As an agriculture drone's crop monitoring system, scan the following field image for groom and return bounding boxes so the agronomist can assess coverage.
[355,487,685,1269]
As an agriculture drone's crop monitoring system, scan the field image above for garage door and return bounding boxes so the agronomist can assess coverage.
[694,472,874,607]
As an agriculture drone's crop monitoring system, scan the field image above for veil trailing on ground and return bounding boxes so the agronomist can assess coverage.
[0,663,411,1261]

____

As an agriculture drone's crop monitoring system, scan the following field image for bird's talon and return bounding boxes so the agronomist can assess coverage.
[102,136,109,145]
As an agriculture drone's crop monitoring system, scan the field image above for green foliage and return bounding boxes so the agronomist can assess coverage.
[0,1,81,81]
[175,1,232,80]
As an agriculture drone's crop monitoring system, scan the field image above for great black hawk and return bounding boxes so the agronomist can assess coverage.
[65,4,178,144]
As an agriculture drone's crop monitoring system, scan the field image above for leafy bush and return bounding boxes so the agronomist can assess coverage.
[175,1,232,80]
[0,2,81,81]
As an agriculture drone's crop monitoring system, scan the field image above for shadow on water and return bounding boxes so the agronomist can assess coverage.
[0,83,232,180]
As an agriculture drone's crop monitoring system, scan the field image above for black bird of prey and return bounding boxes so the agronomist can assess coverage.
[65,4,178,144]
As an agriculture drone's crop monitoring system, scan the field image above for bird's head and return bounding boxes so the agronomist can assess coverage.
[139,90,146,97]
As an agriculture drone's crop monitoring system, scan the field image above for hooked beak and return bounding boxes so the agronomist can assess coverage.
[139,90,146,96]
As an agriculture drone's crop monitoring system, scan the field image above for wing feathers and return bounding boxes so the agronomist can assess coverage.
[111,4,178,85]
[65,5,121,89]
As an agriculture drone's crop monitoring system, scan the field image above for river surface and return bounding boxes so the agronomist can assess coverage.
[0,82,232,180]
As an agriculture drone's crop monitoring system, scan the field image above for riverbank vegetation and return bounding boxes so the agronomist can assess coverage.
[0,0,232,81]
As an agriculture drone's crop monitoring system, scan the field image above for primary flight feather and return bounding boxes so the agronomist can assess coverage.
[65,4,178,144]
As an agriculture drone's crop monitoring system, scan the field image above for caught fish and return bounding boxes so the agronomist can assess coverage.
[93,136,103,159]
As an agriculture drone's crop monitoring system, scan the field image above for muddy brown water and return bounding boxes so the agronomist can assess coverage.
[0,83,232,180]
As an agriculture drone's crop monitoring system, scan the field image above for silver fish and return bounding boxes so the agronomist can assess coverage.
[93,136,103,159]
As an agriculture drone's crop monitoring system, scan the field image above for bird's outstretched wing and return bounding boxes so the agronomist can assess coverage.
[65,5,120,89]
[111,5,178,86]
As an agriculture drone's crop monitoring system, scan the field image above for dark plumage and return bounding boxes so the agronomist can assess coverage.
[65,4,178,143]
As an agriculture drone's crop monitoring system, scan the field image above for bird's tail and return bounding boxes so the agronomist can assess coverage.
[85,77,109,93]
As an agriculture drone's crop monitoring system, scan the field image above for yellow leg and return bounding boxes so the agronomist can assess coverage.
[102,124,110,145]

____

Convert the data into a Markdown table, starting at the line that contains "image for groom" and ending at the line that contains "[355,487,685,1269]", with both of those lines included. Use the columns Row and Text, number each line, and leave out blank lines.

| Row | Text |
|---|---|
| 1 | As an agriculture drone's crop monitoring system, scan the following field image for groom and return bounding boxes so the agronomist can assess coverage. |
| 2 | [355,487,685,1269] |